### [Directions]
Edit the records below by changing every "integer pixel coordinates" to "whole-number pixel coordinates" and leaving everything else as it is, then give the lines again without the pictures.

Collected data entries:
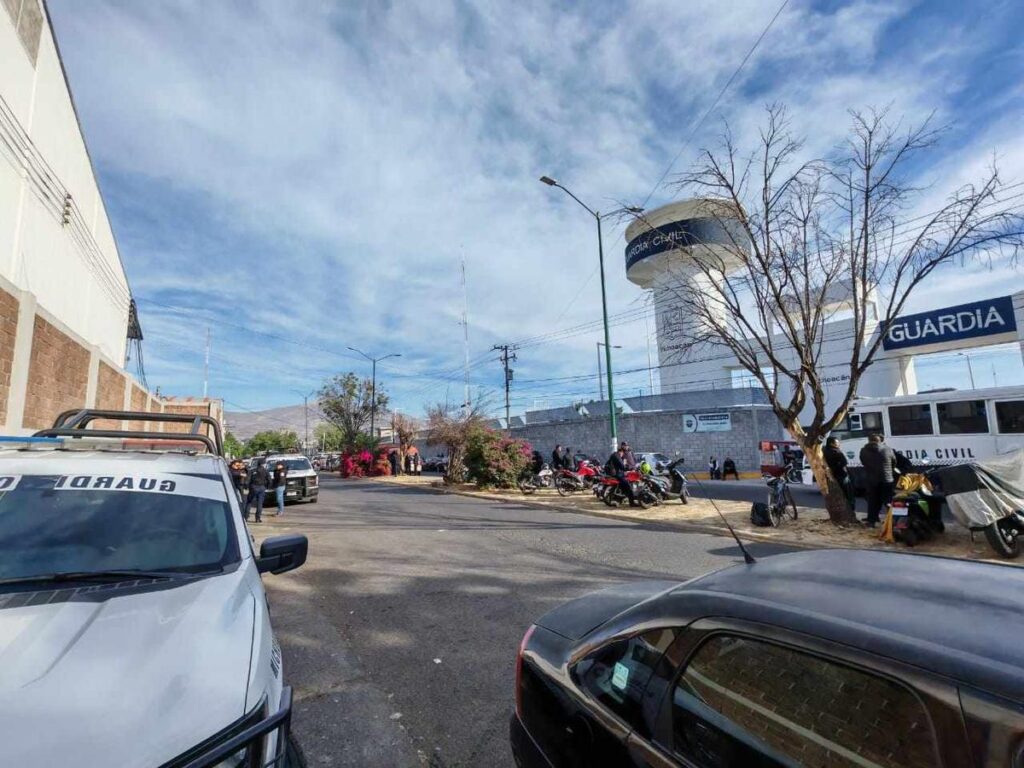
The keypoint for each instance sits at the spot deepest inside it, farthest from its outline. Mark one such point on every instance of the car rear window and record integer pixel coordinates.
(744, 701)
(143, 521)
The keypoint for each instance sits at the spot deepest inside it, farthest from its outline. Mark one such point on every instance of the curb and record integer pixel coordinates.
(691, 527)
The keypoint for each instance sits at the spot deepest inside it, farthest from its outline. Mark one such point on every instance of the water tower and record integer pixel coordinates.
(662, 250)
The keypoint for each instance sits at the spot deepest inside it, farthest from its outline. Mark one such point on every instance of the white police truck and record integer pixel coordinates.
(134, 629)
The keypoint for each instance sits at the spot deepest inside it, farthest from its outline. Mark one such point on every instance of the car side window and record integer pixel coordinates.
(616, 674)
(994, 728)
(743, 701)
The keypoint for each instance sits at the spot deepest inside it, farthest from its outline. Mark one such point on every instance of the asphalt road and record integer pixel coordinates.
(399, 634)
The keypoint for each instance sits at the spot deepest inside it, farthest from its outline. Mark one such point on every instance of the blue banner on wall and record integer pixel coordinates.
(972, 321)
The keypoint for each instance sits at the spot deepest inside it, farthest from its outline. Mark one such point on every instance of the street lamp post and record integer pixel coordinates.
(604, 303)
(373, 385)
(600, 376)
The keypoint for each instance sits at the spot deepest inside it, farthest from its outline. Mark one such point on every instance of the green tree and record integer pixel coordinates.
(273, 440)
(346, 402)
(328, 437)
(232, 445)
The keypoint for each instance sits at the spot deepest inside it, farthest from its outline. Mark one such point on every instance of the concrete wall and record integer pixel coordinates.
(55, 240)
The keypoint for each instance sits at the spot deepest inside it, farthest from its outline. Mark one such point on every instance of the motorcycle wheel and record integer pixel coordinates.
(564, 486)
(1004, 537)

### [Solution to the exercise]
The keypoint for each instance sits at the spot deepest inside it, farthest from its outline. Mark one such point on every instance of the car rear window and record whole-number pixel coordinates.
(744, 701)
(143, 521)
The keypoint for each instance sits at the spot deepest inside it, farthest from its outline. Mark one such point on every instance of the curb and record whole-number pixel coordinates.
(691, 527)
The keypoint for each instance sits at the spot deepest inside it, farthest from its outline. Mark one such point on every instance of the water tower and record whole-number pixel coordinates.
(662, 250)
The keypoint for each instance sits at the spot deepest inside it, farthest from its outline. Mark one such point on every instance of the white police truck and record whole-number pixel coordinates.
(134, 629)
The keypoint for each instance sits at the spot deepest inside it, farthest from its outline. Mark one such point on every instance of the car side window and record whole-number pixel coordinates.
(616, 674)
(994, 728)
(743, 701)
The keypoint for each instance sits at the spot deepest inside it, farthest from its outline. Mark one such point on every instance of the asphalt road and record whole-number pixel coordinates.
(399, 634)
The keypoint for each instance sits at the spot deepest inside it, farthest from its outline. Mark one such point on every instance of the blue banner on wall and record whole-number pixel coordinates.
(972, 321)
The keypoint for each instance sits at the spot deepest inside it, farthest from its outline. Mark one such point on every instance of the street lamp post and record whole-number pixel coordinates.
(604, 303)
(373, 385)
(600, 376)
The keypoint for each instance sits at the spot deepest inside it, farthest from its outline. Mark one such point on every instance of the green tree and record whole-number pixel coordinates.
(273, 440)
(346, 402)
(328, 437)
(232, 445)
The keypoint for each instance sits at the spot deepest inside it, farthest from its outline. Mark one such point on every instance of the concrete wall and record whole-number pixel coordinates.
(55, 240)
The keypoint for each instance sits at the spot deepest inside it, farthest from its outline. Mark one such point on every instance of the motorcycle wheel and record whole-number pixel coordinates.
(564, 486)
(1004, 537)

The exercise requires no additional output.